Nick Cave & The Bad Seeds’ Conway Savage Dead At 58
Conway Savage — the pianist, organist, and backing vocalist for Nick Cave & The Bad Seeds — passed away on Sunday night at the age of 58.
Savage had a brain tumor surgically removed last year, which caused him to miss most of the Bad Seeds’ tour. The tumor was the cause of his death, Pitchfork reports. Savage first joined Nick Cave & The Bad Seeds in 1990 for their album The Good Son.
Savage was born in Victoria, Australia. He played in bands like Feral Dinosaurs and Happy Orphans during the ’80s, until joining Nick Cave. With the Bad Seeds, he recorded Henry’s Dream in 1992, Murder Ballads in 1996, and Abattoir Blues/The Lyre of Orpheus in 2004. In 1993 he began pursuing a solo and collaborative career on the side with his self-titled EP. He also worked with Suzie Higgie to record their album Soon Will Be Tomorrow in 1995.

## WORK REQUEST A
Decide whether each statement agrees with the Conway Savage article. Give yes or no and quote the deciding words from the Conway Savage article: (i) Savage first joined Nick Cave & The Bad Seeds for the album The Good Son. (ii) Savage recorded Murder Ballads with the Bad Seeds in 1992. (iii) Savage was born in Victoria, Australia.
## WORK REQUEST B
In the Conway Savage article, who recorded the album Soon Will Be Tomorrow with Savage?

## DATASET ENTRIES

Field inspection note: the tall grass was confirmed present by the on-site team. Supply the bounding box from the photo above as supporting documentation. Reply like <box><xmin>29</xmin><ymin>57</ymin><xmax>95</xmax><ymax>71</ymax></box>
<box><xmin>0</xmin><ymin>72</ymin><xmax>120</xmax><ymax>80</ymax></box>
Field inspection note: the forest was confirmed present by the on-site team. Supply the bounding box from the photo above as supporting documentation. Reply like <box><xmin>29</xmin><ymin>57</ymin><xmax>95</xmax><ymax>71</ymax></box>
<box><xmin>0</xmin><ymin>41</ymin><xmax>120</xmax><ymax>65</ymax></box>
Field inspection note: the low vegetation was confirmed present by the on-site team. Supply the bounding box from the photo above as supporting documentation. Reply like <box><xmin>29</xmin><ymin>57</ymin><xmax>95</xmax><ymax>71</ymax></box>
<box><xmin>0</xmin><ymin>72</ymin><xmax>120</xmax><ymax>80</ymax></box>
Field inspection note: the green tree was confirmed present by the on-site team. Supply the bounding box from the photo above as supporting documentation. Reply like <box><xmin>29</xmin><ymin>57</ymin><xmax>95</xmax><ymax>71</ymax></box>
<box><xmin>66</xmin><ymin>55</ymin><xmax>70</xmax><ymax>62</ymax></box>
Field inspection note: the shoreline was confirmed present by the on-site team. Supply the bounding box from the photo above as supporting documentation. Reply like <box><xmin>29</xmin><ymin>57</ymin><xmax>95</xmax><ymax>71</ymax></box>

## EXPECTED OUTPUT A
(i) Yes: "Savage first joined Nick Cave & The Bad Seeds in 1990 for their album The Good Son."
(ii) No: "Murder Ballads in 1996"
(iii) Yes: "Savage was born in Victoria, Australia."

## EXPECTED OUTPUT B
Suzie Higgie